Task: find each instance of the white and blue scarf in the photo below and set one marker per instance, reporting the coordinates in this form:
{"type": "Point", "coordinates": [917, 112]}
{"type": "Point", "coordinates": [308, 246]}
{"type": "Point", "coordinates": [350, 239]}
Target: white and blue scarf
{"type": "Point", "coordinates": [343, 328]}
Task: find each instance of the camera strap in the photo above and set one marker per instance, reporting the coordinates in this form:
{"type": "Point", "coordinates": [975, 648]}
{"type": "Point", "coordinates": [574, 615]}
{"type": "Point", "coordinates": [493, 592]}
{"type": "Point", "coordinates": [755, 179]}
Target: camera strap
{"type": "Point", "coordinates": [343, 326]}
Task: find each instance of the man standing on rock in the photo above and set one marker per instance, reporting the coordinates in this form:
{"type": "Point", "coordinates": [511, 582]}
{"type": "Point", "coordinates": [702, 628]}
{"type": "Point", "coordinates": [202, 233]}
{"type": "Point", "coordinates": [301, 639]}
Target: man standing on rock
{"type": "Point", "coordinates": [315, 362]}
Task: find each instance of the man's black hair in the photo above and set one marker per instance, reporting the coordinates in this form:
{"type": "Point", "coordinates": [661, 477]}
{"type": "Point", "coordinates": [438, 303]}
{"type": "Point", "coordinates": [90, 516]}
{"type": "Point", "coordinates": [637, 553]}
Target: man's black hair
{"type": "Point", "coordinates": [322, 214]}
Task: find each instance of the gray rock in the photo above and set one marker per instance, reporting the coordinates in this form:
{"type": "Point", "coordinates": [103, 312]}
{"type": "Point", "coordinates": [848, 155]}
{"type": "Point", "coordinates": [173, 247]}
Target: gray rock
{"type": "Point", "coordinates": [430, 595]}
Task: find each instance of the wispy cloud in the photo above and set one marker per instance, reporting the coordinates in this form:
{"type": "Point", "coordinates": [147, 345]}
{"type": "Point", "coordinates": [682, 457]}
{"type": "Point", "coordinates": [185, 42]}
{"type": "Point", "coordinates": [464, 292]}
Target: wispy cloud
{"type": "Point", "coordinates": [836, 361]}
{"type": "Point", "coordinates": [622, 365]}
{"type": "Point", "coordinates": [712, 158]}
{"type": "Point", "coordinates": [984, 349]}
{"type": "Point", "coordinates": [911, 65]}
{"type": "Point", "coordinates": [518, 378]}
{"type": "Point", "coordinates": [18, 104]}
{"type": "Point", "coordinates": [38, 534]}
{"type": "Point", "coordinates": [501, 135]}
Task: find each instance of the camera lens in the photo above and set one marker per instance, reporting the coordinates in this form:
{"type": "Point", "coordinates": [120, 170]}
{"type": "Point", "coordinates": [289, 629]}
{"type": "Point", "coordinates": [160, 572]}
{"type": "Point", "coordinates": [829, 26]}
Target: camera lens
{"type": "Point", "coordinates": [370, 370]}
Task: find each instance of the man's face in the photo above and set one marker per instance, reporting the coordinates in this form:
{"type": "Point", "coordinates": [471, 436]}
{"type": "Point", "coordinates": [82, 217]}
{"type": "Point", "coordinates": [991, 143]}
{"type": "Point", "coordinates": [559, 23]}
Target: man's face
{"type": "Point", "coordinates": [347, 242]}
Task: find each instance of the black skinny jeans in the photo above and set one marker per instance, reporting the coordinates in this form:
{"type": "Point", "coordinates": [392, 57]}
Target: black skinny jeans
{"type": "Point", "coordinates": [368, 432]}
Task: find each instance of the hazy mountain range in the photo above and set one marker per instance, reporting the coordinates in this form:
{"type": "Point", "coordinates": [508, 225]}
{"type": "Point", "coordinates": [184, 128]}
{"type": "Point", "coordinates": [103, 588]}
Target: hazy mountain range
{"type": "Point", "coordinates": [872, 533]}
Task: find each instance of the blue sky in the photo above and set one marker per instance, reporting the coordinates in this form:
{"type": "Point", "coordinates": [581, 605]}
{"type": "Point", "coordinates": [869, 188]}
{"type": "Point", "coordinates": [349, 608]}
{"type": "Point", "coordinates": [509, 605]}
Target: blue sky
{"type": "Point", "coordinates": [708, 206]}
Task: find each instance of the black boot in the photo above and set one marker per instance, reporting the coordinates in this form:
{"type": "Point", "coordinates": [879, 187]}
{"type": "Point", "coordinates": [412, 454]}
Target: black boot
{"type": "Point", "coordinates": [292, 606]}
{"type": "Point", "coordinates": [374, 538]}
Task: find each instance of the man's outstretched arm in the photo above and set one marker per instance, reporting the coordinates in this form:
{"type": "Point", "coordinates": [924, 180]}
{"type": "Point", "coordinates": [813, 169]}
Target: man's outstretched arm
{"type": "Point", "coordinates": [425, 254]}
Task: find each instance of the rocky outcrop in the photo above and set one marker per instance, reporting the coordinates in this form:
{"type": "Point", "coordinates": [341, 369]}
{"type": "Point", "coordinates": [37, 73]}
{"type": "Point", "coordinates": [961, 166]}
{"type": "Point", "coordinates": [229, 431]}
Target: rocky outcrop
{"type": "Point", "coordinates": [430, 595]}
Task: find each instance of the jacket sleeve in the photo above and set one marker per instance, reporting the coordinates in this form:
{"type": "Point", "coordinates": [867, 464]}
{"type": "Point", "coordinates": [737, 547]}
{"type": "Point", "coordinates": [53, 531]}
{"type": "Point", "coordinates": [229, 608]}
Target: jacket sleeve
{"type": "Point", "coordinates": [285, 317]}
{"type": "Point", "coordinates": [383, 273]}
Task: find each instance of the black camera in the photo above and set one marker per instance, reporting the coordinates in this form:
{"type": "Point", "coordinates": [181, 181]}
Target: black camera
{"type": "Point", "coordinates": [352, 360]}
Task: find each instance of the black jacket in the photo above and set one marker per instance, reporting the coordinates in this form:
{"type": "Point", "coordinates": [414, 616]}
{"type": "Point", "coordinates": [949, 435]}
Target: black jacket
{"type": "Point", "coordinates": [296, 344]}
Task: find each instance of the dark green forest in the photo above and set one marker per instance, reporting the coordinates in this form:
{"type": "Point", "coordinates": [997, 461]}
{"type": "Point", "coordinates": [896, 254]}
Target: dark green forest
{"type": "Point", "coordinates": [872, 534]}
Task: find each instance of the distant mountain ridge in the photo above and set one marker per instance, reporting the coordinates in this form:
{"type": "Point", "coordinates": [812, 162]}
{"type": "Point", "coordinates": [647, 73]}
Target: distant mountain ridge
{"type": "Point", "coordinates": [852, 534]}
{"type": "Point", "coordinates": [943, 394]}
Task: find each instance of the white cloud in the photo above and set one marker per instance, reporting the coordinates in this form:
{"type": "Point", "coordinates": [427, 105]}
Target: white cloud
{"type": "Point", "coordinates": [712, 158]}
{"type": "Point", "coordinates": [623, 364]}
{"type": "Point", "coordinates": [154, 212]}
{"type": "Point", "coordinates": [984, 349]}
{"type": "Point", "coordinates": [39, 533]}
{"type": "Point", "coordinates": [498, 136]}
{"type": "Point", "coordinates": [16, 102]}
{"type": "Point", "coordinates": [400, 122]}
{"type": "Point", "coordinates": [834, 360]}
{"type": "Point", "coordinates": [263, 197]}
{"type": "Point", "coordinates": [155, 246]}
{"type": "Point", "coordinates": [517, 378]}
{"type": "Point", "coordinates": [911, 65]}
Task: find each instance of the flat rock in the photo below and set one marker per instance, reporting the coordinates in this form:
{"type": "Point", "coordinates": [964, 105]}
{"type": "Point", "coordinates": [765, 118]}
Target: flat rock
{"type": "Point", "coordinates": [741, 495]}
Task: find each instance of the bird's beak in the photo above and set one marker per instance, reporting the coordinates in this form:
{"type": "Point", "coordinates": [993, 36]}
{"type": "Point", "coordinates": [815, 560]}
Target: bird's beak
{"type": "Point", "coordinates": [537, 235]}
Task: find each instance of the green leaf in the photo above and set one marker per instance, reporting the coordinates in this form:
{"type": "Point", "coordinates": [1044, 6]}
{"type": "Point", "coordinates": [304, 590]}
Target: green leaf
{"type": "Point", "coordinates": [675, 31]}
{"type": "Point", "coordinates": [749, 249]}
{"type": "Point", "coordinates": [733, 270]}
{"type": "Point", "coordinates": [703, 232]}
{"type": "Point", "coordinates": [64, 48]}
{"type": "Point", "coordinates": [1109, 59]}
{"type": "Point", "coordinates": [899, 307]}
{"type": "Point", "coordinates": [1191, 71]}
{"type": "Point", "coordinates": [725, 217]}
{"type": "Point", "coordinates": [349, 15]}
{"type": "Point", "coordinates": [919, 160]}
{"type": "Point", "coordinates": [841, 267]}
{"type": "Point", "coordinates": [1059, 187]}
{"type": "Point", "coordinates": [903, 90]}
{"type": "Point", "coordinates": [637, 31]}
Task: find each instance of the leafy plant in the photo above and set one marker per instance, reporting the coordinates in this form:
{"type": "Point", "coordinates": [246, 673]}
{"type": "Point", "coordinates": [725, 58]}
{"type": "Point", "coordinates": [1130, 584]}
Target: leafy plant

────

* Your goal
Output an exact copy of the lines beginning at the one that holds "Task: find each instance of the leafy" and running through the final line of the records.

* Task response
Task: find each instance of the leafy plant in the photo above and set one marker per instance, reporting the coordinates in this form:
{"type": "Point", "coordinates": [246, 673]}
{"type": "Point", "coordinates": [725, 58]}
{"type": "Point", "coordinates": [1130, 584]}
Target: leafy plant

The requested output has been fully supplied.